=== Brano proposto ===
26 febbraio 2014

Voto svizzero e Accordi bilaterali


In Svizzera le reazioni negative all'esito della votazione del 9 febbraio 2014, che ha approvato la limitazione dell’immigrazione di massa, lentamente si stemperano. Nessuno crede più che si sia trattato di una disfatta per la Svizzera e che non ci siano vie d’uscita. Persino in Europa nessuno fa più la voce grossa, anzi si levano voci autorevoli, a cominciare dalla Merkel, che lasciano intravedere possibili soluzioni. Certo, anche i vincitori della votazione si rendono conto che i rapporti con l’Unione Europea (UE) non saranno più gli stessi, ma si dimostrano nonostante tutto ottimisti.
I più ottimisti sono ovviamente i vincitori della consultazione popolare, l’Unione democratica di centro (UDC) e la Lega dei Ticinesi. Entrambe le organizzazioni si rendono conto che i prossimi negoziati con l’Europa e con l’Italia saranno tutt’altro che facili, ma sanno di potersi battere col sostegno del voto popolare, risicato a livello nazionale, molto ampio in Ticino.

Svizzeri decisi e ottimisti
L’UDC, per bocca soprattutto dello storico tribuno Christopf Blocher, pur ritenendo che la partita con l’UE sarà difficile, ritiene persino che alla fine la Svizzera potrebbe ritrovarsi più forte come accadde nel 1992, quando venne respinto l’accordo sullo Spazio economico europeo. Con la votazione del 9 febbraio, ritiene Blocher, la Svizzera si è riappropriata della propria sovranità, sottraendosi a quel «rapporto di tipo coloniale con l’UE», che subiva da tempo anche per la debolezza della classe politica svizzera al riguardo. Bruxelles deve ora prenderne atto e riprendere i negoziati.
=== Estratti del materiale ===
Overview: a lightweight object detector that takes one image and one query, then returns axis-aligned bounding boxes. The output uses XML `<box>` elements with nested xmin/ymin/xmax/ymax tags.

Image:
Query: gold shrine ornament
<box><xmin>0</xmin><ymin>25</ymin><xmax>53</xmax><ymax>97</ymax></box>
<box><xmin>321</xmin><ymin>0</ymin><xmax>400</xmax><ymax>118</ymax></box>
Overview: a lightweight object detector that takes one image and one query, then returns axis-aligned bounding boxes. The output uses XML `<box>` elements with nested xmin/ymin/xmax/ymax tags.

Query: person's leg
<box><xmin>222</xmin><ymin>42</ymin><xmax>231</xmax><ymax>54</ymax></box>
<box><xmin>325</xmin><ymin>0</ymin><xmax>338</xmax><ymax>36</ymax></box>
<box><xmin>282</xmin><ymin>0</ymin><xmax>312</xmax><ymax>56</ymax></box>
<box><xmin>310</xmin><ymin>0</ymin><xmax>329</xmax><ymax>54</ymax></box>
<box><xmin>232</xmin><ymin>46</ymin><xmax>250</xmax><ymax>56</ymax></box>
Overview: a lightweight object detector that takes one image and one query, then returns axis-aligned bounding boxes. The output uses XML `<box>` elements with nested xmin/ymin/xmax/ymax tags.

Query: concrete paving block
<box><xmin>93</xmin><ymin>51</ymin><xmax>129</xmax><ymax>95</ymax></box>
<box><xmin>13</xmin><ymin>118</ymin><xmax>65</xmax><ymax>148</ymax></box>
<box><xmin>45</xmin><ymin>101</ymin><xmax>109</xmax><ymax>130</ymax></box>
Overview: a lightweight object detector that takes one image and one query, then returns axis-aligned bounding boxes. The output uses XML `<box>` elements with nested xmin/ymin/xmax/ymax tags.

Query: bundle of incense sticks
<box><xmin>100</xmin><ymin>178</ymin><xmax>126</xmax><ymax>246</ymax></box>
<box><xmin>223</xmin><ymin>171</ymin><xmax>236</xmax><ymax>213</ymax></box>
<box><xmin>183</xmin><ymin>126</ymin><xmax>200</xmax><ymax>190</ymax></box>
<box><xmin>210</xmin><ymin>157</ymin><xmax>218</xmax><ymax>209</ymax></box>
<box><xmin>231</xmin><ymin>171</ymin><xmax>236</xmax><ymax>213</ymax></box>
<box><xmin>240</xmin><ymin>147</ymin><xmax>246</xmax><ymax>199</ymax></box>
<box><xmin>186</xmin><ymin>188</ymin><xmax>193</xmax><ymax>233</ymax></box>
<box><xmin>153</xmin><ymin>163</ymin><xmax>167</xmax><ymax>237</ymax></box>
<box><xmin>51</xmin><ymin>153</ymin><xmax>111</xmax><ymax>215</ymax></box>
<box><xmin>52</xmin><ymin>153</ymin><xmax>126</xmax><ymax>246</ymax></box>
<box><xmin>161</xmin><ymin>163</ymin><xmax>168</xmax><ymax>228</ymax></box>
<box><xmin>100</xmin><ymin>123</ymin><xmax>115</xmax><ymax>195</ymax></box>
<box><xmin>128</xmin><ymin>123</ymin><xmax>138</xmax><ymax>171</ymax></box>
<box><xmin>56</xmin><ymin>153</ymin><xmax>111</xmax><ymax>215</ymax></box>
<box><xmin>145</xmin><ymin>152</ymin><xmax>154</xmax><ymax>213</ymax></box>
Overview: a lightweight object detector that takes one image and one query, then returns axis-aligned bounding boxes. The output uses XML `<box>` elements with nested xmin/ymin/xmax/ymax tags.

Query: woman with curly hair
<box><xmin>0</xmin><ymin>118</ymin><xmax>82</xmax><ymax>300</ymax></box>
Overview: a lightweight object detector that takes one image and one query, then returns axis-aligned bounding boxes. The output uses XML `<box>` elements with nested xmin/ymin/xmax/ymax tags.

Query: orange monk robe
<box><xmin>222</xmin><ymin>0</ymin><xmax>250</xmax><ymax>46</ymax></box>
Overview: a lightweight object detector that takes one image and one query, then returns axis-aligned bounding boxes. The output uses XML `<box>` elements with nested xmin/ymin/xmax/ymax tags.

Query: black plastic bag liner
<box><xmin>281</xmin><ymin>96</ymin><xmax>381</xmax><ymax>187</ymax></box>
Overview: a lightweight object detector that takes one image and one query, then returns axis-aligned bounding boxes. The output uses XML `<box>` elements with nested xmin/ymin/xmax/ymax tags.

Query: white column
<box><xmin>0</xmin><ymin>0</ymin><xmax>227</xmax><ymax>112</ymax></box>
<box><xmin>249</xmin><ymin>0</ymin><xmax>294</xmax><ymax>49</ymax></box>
===
Consegna 1
Scrivi tutte le date e gli anni che compaiono nel brano sul voto svizzero.
Consegna 2
Secondo il brano sul voto svizzero, quale accordo venne respinto nel 1992?
Per svolgere l'esercizio il materiale non serve.

Risposta corretta 1
26 febbraio 2014, 9 febbraio 2014, 1992

Risposta corretta 2
L'accordo sullo Spazio economico europeo.